(WHAT IS NEEDED): Starting at the line with "box: [748, 0, 984, 142]" and going on through the line with "positive clicks: (441, 206) (428, 239)", reproduce each line in the records below exactly and nothing more.

[Records from a data source]
----------------

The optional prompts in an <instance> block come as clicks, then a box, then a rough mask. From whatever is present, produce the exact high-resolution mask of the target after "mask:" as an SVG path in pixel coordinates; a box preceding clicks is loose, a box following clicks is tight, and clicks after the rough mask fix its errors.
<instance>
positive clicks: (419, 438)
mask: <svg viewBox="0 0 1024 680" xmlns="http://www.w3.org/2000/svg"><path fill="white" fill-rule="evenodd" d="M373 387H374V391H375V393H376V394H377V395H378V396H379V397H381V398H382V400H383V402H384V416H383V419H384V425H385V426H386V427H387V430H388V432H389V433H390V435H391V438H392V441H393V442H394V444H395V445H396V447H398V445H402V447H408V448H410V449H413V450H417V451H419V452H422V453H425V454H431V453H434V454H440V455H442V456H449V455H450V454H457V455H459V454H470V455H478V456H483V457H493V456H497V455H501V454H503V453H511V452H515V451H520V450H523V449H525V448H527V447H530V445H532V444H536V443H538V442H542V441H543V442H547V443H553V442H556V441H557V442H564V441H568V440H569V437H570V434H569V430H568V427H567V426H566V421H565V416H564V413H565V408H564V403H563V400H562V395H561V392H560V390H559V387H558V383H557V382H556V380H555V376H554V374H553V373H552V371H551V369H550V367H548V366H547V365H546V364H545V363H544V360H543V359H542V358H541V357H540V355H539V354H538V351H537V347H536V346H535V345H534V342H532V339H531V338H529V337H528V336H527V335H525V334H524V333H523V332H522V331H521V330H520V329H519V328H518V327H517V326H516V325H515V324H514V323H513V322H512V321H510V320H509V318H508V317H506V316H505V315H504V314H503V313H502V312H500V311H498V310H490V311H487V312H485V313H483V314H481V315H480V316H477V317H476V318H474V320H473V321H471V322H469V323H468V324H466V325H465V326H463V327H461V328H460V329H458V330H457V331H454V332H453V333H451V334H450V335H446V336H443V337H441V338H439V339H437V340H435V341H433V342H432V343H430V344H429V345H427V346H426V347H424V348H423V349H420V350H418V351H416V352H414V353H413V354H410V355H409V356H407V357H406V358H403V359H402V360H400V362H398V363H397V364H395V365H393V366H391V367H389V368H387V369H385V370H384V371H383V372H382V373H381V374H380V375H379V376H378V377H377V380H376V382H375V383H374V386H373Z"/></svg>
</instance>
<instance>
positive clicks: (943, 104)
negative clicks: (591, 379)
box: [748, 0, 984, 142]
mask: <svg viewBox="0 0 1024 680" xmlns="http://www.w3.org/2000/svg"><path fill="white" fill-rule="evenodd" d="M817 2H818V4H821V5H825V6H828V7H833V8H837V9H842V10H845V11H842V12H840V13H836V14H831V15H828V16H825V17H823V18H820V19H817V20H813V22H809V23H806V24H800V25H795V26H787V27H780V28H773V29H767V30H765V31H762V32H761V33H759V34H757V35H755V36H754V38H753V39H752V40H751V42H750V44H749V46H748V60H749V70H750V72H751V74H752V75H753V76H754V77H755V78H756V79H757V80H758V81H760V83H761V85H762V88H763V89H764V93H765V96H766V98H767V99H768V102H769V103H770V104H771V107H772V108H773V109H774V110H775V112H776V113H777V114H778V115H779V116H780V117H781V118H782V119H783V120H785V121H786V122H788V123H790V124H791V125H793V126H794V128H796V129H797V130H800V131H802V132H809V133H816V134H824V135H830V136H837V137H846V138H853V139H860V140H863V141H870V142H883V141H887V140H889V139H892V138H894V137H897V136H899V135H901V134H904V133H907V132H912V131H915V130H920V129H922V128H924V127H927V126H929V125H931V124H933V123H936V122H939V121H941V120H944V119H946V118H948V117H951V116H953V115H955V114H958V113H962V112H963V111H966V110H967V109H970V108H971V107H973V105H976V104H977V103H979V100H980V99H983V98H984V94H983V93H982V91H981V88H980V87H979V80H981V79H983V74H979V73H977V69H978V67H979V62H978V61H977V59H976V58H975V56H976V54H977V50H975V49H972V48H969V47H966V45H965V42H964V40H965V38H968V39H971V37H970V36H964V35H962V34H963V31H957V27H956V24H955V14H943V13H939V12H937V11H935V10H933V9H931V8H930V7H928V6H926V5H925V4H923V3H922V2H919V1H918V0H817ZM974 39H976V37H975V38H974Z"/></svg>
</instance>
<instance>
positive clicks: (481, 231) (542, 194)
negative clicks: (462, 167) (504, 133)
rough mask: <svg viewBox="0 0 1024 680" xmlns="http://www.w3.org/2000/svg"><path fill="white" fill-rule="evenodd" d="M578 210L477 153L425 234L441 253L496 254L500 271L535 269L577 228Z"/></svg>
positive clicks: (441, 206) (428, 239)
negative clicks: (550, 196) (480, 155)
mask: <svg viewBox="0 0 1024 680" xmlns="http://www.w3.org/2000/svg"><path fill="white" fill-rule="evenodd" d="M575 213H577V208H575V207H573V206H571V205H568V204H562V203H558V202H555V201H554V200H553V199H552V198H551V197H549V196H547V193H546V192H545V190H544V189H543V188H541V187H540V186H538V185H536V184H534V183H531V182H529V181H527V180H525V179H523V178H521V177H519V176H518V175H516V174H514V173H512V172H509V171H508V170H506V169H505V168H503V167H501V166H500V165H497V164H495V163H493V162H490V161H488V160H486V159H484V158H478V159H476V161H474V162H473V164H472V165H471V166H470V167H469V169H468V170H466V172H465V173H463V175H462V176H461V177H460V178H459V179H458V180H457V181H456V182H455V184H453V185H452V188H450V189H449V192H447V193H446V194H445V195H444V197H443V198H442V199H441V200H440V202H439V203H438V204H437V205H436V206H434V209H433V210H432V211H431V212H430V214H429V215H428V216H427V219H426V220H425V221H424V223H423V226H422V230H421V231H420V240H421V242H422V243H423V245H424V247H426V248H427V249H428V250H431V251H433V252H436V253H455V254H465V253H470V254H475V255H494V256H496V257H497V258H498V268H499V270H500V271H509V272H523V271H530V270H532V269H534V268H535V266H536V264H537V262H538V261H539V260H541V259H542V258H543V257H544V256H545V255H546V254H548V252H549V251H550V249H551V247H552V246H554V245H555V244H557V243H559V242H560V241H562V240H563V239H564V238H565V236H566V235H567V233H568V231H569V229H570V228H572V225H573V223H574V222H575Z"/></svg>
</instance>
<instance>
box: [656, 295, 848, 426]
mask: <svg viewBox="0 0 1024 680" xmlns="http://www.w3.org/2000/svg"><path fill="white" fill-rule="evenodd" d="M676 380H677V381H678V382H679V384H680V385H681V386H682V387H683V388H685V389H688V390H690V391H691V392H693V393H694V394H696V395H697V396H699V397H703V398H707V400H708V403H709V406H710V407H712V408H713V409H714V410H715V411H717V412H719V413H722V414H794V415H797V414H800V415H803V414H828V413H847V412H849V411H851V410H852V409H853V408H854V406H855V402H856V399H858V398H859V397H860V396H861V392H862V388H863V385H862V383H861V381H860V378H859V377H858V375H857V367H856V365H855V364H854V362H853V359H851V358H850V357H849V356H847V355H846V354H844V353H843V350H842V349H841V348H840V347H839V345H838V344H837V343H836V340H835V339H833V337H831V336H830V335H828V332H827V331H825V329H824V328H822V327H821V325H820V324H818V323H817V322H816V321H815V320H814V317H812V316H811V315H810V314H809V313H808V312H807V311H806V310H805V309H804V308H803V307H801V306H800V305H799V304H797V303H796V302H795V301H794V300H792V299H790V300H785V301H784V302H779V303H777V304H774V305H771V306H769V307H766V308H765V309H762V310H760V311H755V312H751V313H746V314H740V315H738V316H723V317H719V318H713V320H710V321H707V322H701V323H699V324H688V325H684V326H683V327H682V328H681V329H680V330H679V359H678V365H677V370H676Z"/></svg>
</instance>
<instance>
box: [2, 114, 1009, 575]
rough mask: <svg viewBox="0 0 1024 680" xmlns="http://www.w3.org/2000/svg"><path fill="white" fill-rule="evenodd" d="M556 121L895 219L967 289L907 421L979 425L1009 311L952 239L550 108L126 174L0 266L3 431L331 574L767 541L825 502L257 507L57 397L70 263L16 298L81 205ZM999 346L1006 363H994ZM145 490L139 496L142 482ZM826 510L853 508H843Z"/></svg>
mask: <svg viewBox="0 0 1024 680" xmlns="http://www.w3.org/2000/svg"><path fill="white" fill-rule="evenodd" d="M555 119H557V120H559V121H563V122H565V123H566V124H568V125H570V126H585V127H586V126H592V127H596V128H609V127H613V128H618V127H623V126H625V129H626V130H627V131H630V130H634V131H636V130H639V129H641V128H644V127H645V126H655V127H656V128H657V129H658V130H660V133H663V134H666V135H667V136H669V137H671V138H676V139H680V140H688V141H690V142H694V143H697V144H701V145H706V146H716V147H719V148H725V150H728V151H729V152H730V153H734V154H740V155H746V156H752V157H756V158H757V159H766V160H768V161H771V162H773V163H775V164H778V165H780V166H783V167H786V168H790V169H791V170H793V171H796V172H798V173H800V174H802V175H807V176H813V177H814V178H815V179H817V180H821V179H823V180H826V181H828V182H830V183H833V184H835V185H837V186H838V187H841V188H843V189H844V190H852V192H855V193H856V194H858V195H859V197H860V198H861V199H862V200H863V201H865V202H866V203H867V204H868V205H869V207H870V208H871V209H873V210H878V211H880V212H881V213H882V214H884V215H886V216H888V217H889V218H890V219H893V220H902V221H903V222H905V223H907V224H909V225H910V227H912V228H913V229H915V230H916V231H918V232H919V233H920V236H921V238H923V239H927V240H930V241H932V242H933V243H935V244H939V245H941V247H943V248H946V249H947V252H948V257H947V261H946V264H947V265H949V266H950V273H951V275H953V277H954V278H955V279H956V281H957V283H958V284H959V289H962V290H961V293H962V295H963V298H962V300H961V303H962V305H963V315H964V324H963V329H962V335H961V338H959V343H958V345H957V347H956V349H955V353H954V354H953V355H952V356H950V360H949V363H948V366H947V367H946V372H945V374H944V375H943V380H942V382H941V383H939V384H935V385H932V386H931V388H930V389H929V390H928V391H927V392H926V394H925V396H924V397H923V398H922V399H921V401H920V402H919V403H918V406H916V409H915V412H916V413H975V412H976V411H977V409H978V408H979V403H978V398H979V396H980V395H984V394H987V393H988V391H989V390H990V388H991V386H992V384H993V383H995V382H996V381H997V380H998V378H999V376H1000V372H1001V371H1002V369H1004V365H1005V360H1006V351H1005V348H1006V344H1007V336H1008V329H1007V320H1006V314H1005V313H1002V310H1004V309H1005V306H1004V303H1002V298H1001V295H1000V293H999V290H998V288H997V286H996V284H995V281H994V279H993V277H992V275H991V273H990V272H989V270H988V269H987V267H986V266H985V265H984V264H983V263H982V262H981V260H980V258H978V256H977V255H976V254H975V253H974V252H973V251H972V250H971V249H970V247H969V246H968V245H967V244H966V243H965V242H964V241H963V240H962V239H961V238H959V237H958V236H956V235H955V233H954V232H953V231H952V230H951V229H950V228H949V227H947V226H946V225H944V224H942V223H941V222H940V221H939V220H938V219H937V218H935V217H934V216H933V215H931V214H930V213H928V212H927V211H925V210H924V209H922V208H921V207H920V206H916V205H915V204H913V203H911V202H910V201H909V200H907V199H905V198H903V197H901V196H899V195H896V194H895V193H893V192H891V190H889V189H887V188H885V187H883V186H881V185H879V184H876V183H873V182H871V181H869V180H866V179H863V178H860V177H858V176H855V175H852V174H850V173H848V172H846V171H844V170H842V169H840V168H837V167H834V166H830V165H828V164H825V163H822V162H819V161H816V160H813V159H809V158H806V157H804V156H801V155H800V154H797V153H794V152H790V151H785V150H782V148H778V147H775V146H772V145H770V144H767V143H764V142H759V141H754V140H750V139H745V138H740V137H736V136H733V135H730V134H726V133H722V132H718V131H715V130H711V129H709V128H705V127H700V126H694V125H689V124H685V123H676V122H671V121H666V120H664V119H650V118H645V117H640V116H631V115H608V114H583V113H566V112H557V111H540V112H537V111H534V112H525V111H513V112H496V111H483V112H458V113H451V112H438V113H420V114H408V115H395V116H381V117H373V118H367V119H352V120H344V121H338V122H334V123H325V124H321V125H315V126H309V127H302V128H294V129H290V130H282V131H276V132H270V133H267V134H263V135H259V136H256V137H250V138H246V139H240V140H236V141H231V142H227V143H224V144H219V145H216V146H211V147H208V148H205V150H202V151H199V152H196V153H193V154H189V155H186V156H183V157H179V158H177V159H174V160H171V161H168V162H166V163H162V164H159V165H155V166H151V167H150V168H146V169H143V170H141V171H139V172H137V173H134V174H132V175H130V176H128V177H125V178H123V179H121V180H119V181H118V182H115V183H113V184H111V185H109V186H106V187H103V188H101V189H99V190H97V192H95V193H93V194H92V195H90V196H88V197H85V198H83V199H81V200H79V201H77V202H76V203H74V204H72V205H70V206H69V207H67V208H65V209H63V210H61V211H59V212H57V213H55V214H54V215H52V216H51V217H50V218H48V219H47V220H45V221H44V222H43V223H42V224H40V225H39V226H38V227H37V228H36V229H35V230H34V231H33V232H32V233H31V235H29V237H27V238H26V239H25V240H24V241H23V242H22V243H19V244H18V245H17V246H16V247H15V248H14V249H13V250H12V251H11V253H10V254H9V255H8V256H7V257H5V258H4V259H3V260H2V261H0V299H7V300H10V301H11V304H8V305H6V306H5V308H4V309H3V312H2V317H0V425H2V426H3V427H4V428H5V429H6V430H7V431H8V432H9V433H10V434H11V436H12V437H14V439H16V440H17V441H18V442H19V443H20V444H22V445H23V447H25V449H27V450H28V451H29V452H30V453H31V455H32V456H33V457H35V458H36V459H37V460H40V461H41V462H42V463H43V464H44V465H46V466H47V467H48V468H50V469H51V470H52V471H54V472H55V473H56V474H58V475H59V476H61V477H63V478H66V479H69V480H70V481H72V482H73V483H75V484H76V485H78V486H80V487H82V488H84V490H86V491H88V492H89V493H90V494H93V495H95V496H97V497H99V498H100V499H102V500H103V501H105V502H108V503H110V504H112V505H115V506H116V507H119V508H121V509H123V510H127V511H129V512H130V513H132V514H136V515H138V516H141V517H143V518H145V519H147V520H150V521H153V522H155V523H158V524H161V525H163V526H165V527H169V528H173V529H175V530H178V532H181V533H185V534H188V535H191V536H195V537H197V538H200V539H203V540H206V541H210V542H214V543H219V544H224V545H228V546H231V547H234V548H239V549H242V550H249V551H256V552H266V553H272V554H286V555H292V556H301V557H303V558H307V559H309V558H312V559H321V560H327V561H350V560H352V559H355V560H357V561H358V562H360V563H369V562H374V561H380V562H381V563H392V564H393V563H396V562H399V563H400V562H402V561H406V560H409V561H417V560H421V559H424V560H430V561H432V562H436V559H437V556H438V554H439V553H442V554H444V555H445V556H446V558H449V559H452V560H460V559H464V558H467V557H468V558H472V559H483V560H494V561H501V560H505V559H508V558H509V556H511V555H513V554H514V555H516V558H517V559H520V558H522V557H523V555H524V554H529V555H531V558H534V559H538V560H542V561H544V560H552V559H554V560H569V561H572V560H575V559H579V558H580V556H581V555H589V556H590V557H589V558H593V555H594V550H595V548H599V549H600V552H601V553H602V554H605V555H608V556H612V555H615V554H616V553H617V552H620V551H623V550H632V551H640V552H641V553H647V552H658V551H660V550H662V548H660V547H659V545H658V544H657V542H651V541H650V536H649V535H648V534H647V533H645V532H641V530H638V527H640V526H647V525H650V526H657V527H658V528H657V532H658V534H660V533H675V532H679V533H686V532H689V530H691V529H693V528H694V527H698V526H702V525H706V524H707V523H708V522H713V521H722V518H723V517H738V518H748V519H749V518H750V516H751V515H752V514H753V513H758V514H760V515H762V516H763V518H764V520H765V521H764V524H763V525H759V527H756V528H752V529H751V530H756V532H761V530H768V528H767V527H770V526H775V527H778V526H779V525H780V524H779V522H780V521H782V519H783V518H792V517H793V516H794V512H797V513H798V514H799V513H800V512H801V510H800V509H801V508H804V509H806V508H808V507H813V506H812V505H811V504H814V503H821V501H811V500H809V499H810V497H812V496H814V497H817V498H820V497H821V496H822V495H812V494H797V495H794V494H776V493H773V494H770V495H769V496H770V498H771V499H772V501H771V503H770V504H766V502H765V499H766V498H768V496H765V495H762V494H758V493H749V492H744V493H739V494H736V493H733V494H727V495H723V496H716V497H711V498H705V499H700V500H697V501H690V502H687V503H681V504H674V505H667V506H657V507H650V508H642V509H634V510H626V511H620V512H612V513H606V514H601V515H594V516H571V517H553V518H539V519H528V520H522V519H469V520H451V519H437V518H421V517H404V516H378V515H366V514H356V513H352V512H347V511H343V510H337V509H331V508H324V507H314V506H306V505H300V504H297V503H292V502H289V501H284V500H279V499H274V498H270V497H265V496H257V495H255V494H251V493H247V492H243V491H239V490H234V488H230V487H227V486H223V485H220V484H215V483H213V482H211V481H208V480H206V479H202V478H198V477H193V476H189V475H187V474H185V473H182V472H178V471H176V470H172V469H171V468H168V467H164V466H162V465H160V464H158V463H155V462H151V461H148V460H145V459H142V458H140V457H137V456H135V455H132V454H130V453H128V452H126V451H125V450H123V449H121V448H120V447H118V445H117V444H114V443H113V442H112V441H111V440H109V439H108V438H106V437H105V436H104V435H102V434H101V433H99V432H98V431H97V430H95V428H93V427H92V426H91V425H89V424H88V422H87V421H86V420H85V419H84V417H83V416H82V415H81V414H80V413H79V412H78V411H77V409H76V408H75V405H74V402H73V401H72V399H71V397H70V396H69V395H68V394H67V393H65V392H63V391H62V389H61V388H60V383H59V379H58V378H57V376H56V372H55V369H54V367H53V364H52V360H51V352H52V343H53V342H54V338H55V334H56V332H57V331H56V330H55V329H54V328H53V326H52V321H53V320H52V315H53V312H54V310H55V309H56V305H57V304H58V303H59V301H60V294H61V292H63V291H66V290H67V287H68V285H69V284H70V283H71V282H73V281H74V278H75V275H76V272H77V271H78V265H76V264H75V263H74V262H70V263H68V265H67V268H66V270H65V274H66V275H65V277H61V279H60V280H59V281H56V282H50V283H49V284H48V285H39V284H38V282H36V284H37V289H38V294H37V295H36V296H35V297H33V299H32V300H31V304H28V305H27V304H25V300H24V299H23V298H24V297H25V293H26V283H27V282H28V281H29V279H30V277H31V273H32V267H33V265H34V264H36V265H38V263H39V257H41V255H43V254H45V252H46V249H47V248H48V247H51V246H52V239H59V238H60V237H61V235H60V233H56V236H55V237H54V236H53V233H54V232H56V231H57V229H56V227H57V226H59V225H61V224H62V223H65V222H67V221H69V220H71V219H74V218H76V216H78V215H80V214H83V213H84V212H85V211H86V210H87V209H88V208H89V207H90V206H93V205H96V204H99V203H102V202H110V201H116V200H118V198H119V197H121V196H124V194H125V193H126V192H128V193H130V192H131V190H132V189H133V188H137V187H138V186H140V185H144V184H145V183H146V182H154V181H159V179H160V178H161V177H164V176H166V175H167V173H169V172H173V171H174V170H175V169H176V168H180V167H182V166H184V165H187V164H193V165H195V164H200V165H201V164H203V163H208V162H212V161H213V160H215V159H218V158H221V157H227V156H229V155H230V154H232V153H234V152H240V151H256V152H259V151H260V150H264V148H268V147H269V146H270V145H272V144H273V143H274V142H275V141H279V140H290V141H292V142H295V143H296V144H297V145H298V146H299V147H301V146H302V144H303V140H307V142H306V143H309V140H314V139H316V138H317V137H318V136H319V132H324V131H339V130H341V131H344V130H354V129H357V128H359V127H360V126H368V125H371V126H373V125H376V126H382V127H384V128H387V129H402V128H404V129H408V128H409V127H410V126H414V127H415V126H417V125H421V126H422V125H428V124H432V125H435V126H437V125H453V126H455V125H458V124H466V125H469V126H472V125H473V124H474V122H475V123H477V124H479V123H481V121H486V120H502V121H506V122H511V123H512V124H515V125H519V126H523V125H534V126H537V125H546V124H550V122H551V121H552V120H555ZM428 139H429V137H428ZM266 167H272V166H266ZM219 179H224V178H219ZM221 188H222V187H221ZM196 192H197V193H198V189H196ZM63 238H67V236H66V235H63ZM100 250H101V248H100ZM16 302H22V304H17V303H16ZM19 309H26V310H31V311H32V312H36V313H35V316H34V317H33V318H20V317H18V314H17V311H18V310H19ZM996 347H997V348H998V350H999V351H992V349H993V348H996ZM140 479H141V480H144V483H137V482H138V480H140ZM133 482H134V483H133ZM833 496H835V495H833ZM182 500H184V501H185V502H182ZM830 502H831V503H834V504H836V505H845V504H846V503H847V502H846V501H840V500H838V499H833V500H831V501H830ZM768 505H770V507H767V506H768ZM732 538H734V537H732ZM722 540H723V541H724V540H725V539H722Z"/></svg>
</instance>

----------------

(ANSWER SECTION):
box: [748, 0, 984, 142]
mask: <svg viewBox="0 0 1024 680" xmlns="http://www.w3.org/2000/svg"><path fill="white" fill-rule="evenodd" d="M817 2H818V4H821V5H825V6H828V7H833V8H837V9H842V10H845V11H842V12H840V13H836V14H831V15H828V16H825V17H823V18H820V19H817V20H813V22H809V23H806V24H800V25H795V26H787V27H780V28H773V29H767V30H765V31H762V32H761V33H759V34H757V35H755V36H754V38H753V39H752V40H751V42H750V44H749V46H748V60H749V70H750V72H751V74H752V75H753V76H754V77H755V78H756V79H757V80H758V81H760V83H761V85H762V88H763V89H764V93H765V96H766V98H767V99H768V102H769V103H770V104H771V107H772V108H773V109H774V110H775V112H776V113H777V114H778V115H779V116H780V117H781V118H782V119H783V120H785V121H786V122H788V123H790V124H791V125H793V126H794V128H796V129H797V130H800V131H802V132H809V133H816V134H824V135H830V136H837V137H846V138H853V139H860V140H863V141H870V142H883V141H887V140H889V139H892V138H894V137H897V136H899V135H901V134H904V133H907V132H912V131H915V130H920V129H922V128H924V127H927V126H929V125H931V124H933V123H936V122H939V121H941V120H944V119H946V118H948V117H951V116H953V115H955V114H958V113H962V112H963V111H966V110H967V109H970V108H971V107H973V105H976V104H977V103H979V100H980V99H983V98H984V94H983V93H982V91H981V88H980V87H979V80H981V79H983V74H979V73H977V69H978V67H979V62H978V61H977V59H976V58H975V56H976V54H977V50H975V49H972V48H969V47H966V45H965V42H964V40H965V38H968V39H971V37H970V36H964V35H962V34H963V31H957V27H956V24H955V14H943V13H939V12H937V11H935V10H933V9H931V8H930V7H928V6H926V5H925V4H923V3H922V2H919V1H918V0H817ZM974 39H976V37H975V38H974Z"/></svg>
</instance>
<instance>
positive clicks: (481, 231) (542, 194)
negative clicks: (462, 167) (504, 133)
rough mask: <svg viewBox="0 0 1024 680" xmlns="http://www.w3.org/2000/svg"><path fill="white" fill-rule="evenodd" d="M578 210L477 153L425 234L441 253L496 254L500 271L535 269L577 228Z"/></svg>
positive clicks: (441, 206) (428, 239)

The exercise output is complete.